(Exercise passage):
====

On 16 April 2025, the Supreme Court decreed that the terms ‘woman’, ‘man’, and ‘sex’ under the Equality Act of 2010 should be redefined to refer only to biological sex, rather than gender identity. Previously, under the 2004 Gender Recognition Act, trans people with gender recognition certificates (GRCs) were to be treated as their acquired genders ‘for all legal purposes’. Now, trans people, even those with GRCs, can be legally barred from single-sex spaces including public toilets, changing rooms, hospital wards, shelters, prisons etc, and also excluded from affirmative action programmes.
The exclusions will require case-by-case legal justification from the organisations which choose to enforce them, and must be based on ‘proportionate’ and ‘legitimate aims’. The Supreme Court emptily reassured trans people that they would still be legally protected from forms of discrimination based on the characteristic of ‘gender reassignment’ in areas such as employment, education, and the provision of services. But this is of no consolation to the tens of thousands of trans people across Britain whose healthcare and legal rights are being revoked, and who are subject to around 5,000 reported hate crimes a year.
One early consequence of the ruling is the revision by the British Transport Police of their procedures on strip searches, which will be henceforth conducted ‘in accordance with the biological birth sex of the detainee’. This will allow for male officers to conduct intimate searches on any woman that they suspect to be transgender, making it clear that the law offers no serious protections for trans people at all.
In response to the ruling, the Equality and Human Rights Commission (EHRC) issued its own guidance that trans people should not be permitted to use facilities in line with their gender identities. This applies to all schools, workplaces, sports bodies, public services, and associations of 25 people or more. There are now also circumstances where trans people will be barred from using facilities that correspond with their biological sex, such as in the event of the provision of a third, segregated space for use by transgender people. One wonders if we will next be forced to access services through our own ‘transgendered entrances’!

====

(Raw data):
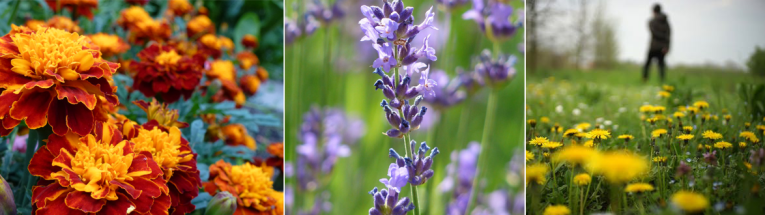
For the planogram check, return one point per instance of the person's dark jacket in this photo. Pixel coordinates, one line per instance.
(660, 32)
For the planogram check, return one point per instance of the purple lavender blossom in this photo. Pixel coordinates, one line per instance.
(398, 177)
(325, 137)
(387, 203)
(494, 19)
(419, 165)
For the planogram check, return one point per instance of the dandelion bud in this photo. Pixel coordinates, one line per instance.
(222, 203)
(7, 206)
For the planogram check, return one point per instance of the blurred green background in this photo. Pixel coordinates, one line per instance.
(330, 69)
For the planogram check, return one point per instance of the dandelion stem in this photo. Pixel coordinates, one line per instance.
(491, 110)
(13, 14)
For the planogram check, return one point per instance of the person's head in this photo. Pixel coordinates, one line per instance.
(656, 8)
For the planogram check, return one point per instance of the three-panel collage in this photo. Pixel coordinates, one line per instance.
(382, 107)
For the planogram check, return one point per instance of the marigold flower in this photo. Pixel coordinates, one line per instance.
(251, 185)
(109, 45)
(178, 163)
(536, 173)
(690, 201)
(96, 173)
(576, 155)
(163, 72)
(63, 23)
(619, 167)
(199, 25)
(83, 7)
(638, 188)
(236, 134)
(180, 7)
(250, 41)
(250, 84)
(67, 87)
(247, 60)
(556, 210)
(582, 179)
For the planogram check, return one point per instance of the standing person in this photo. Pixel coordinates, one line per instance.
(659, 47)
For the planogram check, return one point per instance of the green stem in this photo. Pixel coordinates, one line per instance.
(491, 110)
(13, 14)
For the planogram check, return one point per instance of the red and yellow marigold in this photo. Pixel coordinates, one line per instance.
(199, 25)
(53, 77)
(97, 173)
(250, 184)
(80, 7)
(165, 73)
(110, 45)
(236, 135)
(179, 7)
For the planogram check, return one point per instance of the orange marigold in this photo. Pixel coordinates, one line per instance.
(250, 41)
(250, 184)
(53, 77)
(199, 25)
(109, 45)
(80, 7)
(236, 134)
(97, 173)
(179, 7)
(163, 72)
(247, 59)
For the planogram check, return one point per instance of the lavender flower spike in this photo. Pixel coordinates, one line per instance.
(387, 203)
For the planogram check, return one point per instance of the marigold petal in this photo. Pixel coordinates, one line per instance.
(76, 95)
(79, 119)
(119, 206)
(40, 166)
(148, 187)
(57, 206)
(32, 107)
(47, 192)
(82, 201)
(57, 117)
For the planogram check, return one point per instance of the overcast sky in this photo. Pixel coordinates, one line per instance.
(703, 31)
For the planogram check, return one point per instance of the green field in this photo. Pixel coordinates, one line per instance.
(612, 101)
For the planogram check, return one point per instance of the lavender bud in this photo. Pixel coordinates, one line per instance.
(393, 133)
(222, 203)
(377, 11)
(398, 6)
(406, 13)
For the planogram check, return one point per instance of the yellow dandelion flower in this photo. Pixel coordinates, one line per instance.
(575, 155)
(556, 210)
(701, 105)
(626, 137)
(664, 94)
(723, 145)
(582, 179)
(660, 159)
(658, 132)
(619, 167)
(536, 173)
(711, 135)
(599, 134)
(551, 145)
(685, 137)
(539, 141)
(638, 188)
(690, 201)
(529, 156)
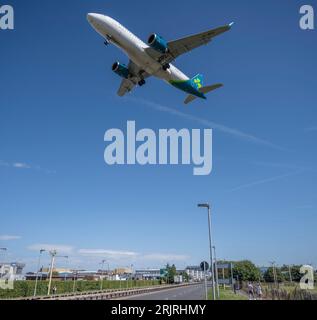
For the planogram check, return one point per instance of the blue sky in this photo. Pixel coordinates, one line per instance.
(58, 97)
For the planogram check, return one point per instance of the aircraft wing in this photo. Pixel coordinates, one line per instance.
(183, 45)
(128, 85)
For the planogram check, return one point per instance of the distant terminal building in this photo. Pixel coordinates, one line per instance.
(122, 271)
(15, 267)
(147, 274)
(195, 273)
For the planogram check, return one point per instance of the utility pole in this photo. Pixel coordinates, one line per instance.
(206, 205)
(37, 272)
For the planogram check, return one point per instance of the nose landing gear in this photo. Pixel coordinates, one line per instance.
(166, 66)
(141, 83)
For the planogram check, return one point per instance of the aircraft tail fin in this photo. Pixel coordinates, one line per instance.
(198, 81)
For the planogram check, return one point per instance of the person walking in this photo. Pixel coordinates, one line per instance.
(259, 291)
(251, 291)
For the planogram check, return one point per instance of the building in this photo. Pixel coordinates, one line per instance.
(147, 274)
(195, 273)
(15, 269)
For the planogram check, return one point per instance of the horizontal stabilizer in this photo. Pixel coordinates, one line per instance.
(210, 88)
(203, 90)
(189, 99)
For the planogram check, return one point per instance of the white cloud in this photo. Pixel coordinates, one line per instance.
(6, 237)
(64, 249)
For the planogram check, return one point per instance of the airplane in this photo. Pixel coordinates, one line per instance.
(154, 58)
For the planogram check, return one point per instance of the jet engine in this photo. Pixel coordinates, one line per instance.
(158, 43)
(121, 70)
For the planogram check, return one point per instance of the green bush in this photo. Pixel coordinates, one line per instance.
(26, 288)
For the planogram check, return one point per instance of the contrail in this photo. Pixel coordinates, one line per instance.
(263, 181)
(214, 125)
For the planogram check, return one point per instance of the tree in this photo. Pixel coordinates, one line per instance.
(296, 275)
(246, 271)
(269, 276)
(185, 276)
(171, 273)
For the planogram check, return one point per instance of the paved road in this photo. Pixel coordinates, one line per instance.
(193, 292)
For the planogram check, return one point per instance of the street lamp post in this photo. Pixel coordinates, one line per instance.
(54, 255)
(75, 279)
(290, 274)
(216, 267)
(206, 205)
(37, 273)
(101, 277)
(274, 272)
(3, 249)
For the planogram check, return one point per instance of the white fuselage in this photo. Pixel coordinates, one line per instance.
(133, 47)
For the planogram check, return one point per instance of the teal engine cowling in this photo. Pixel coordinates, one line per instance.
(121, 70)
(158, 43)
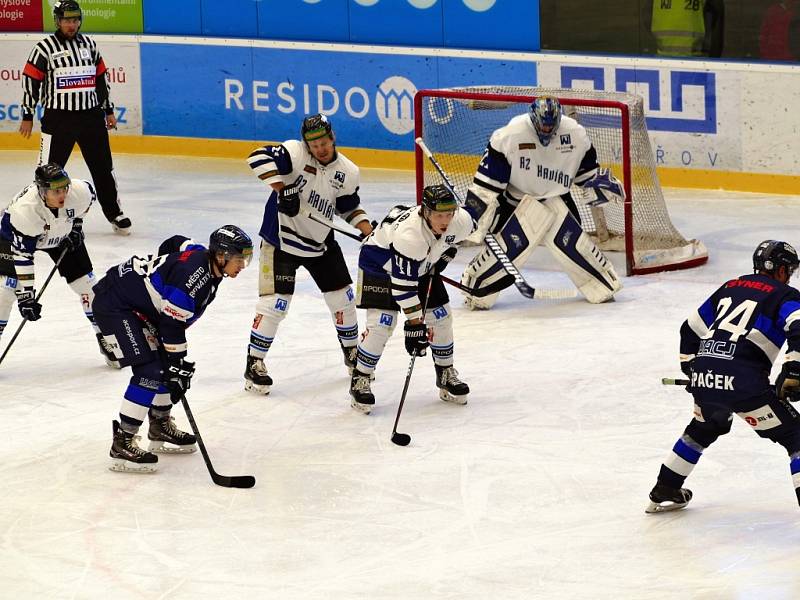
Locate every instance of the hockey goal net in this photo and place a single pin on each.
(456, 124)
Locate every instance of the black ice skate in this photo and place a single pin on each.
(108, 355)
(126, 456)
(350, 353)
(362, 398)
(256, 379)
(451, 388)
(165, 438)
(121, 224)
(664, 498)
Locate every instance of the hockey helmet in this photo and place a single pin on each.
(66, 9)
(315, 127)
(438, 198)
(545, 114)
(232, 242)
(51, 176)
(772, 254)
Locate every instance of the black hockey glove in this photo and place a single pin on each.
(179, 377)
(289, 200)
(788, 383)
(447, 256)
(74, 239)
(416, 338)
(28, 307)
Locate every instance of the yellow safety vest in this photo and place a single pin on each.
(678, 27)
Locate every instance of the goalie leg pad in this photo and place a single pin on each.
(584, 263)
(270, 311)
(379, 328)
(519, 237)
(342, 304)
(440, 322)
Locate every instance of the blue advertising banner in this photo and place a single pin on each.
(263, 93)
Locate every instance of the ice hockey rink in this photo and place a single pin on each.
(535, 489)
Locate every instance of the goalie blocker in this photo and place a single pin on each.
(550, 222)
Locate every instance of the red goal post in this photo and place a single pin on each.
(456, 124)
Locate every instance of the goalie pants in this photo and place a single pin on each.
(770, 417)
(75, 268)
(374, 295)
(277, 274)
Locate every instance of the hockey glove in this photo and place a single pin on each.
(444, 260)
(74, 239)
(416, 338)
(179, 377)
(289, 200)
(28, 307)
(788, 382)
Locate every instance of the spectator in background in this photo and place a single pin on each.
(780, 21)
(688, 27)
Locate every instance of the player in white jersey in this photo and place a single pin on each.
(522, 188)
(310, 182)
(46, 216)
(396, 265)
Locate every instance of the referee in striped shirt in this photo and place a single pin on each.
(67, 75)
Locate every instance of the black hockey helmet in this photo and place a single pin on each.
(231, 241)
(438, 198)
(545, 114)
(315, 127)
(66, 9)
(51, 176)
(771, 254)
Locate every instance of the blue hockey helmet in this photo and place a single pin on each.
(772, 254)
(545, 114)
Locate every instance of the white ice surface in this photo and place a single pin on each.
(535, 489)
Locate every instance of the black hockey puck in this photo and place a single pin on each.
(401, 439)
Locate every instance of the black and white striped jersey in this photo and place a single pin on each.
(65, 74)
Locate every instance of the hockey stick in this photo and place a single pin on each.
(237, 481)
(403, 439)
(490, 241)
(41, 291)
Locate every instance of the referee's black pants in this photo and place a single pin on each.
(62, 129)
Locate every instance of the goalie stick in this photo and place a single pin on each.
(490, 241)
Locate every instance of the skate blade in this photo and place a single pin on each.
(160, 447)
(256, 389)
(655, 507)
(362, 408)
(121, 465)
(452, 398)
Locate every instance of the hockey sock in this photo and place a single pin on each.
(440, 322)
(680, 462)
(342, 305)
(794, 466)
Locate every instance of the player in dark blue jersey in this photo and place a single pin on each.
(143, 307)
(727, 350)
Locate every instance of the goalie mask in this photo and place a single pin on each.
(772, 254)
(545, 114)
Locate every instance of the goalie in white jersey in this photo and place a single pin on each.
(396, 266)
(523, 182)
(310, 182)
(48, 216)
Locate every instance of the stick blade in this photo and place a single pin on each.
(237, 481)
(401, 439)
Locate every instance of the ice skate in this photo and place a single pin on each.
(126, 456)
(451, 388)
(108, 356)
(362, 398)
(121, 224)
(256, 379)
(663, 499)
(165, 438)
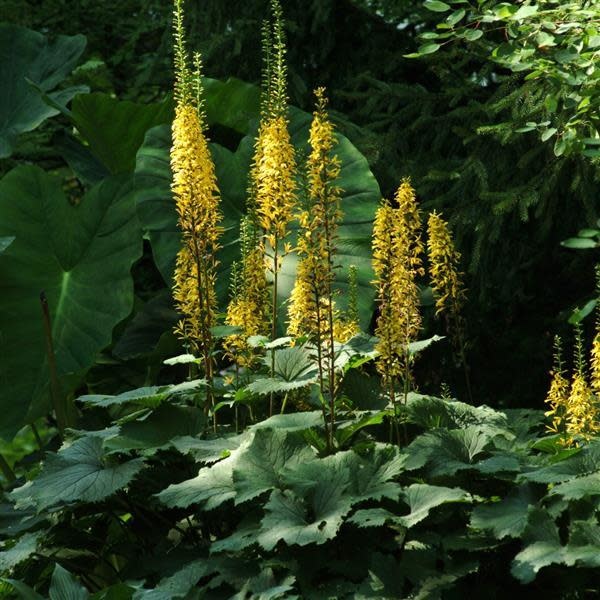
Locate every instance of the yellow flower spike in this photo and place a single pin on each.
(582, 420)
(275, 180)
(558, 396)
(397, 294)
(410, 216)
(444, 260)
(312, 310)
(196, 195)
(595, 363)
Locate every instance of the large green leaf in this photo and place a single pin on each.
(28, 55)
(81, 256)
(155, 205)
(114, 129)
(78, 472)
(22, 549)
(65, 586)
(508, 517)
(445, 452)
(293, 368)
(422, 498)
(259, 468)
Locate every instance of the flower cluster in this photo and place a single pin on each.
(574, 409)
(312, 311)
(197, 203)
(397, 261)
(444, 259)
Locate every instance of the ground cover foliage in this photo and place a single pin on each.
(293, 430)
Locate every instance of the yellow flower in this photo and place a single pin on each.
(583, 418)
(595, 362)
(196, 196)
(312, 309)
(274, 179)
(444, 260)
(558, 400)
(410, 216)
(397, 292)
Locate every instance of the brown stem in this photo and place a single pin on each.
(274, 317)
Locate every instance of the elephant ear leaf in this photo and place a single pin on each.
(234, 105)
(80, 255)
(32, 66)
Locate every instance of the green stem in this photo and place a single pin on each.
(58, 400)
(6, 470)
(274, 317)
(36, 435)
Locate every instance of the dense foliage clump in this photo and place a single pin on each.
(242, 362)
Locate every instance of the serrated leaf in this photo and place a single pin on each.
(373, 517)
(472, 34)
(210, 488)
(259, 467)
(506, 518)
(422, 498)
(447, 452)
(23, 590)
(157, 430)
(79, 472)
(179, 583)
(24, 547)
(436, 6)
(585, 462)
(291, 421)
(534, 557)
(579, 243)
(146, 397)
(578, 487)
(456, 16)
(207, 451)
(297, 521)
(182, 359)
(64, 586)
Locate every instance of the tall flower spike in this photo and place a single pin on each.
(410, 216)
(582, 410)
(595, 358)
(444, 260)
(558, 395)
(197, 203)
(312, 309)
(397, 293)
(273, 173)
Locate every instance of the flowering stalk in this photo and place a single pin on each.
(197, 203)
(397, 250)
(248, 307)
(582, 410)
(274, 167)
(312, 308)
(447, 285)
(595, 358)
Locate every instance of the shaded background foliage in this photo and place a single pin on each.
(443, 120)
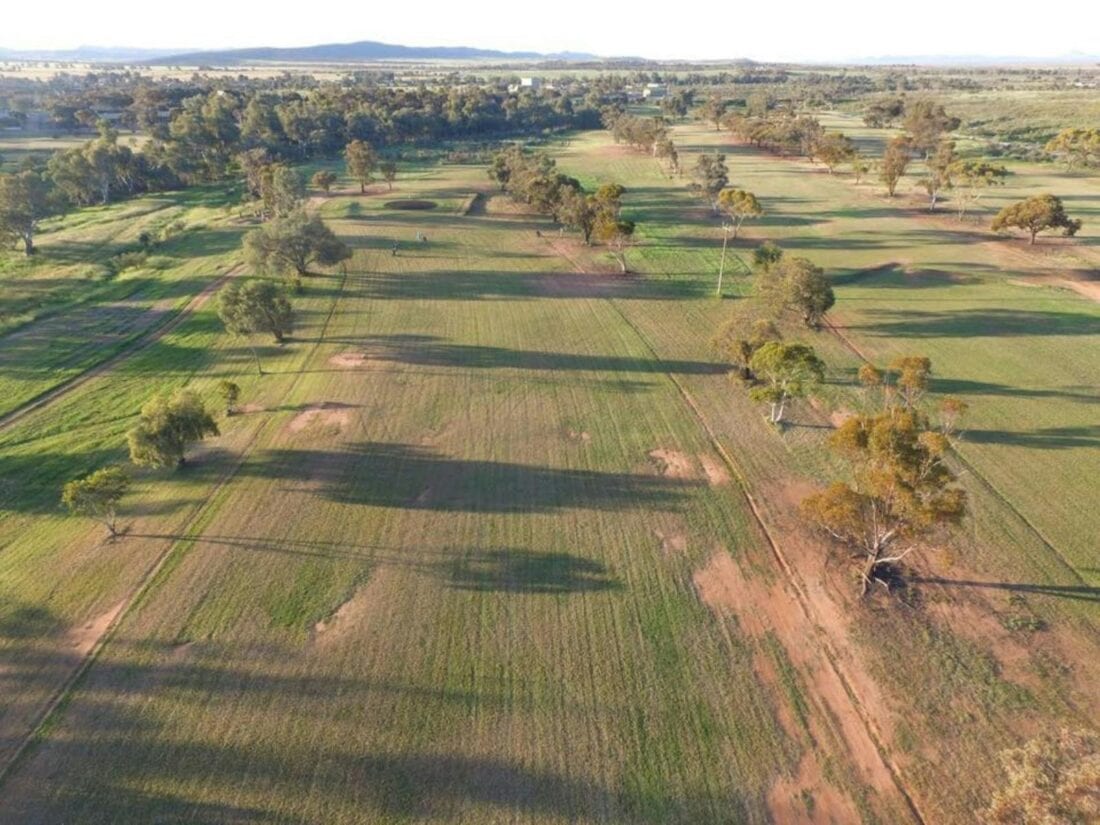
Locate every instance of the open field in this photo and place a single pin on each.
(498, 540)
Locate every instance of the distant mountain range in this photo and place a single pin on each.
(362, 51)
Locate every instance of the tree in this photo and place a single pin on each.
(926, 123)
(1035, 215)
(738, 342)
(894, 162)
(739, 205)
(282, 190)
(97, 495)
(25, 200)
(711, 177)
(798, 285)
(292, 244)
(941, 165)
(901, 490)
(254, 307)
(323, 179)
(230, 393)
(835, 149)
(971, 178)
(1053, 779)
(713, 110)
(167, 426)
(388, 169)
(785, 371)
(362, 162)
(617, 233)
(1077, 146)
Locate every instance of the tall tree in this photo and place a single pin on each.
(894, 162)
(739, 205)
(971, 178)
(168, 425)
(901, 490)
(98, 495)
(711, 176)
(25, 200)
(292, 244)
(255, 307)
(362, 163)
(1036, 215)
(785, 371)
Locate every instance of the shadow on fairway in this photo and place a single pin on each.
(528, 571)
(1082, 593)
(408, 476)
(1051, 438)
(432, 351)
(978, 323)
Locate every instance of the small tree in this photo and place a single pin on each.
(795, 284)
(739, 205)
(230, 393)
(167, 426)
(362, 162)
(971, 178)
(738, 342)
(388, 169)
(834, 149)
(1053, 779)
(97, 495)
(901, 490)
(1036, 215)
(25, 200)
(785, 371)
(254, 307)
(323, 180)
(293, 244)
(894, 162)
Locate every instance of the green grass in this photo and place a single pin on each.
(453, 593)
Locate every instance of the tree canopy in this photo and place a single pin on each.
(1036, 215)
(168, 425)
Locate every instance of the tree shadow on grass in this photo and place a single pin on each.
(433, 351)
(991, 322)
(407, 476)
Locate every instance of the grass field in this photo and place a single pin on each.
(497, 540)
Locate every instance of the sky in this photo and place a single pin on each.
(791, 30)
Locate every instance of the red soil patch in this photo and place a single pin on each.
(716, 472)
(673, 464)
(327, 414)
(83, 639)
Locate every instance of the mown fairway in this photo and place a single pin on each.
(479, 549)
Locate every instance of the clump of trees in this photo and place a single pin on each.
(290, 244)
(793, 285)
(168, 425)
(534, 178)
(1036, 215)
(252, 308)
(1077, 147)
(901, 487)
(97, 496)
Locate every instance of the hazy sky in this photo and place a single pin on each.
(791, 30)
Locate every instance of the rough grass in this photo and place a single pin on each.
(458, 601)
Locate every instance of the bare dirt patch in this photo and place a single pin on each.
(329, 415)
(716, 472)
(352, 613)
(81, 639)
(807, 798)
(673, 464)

====

(What you will do): Reproduce word for word the part of the passage on the Supreme Court ruling from "One early consequence" up to and including "people at all.".

(Answer to this exercise):
One early consequence of the ruling is the revision by the British Transport Police of their procedures on strip searches, which will be henceforth conducted ‘in accordance with the biological birth sex of the detainee’. This will allow for male officers to conduct intimate searches on any woman that they suspect to be transgender, making it clear that the law offers no serious protections for trans people at all.